Locate every line in the material below that contains the word "white", and copy each of those lines.
BEGIN Task material
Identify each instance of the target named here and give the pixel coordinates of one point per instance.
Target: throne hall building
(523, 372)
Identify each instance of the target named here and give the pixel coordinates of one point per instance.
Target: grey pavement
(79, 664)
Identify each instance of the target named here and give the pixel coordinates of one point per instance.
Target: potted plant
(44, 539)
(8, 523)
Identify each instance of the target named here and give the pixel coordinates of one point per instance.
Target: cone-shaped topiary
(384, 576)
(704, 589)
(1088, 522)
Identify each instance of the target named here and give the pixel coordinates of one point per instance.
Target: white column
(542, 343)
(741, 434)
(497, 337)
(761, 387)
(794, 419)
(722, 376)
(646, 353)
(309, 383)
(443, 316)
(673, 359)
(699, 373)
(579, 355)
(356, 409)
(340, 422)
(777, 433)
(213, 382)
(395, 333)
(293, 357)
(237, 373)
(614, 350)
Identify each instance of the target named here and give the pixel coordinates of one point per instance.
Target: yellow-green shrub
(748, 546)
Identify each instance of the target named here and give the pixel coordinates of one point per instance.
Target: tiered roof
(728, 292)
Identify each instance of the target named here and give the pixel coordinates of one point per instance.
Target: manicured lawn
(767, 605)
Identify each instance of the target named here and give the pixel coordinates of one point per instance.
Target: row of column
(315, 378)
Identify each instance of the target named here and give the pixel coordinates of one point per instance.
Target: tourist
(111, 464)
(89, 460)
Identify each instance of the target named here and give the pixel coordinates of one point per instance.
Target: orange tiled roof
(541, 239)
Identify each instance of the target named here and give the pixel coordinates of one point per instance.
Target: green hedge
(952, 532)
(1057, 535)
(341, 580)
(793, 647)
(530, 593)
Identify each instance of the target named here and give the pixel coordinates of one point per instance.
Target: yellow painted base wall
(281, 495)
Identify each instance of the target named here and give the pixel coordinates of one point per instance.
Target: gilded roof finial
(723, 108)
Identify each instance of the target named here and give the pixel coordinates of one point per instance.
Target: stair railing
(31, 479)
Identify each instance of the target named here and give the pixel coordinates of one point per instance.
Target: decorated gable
END Task material
BEGIN Task material
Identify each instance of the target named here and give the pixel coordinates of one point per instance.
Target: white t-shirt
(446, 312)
END Task material
BEGIN Task material
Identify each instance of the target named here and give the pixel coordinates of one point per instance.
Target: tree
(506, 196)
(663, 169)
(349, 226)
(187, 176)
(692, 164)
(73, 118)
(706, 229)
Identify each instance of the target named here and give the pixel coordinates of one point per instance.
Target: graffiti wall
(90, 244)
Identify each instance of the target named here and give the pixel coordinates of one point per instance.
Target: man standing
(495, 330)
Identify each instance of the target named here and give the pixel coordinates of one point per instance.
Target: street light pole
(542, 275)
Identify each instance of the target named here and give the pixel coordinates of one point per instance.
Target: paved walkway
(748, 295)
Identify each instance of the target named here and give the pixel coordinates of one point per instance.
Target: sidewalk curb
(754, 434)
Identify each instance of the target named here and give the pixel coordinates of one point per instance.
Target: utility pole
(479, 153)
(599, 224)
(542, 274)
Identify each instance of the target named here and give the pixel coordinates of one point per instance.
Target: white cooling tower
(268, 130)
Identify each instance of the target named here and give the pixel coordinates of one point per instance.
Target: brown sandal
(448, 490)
END Task material
#### [Finished answer]
Target: white column
Target: white t-shirt
Target: white cooling tower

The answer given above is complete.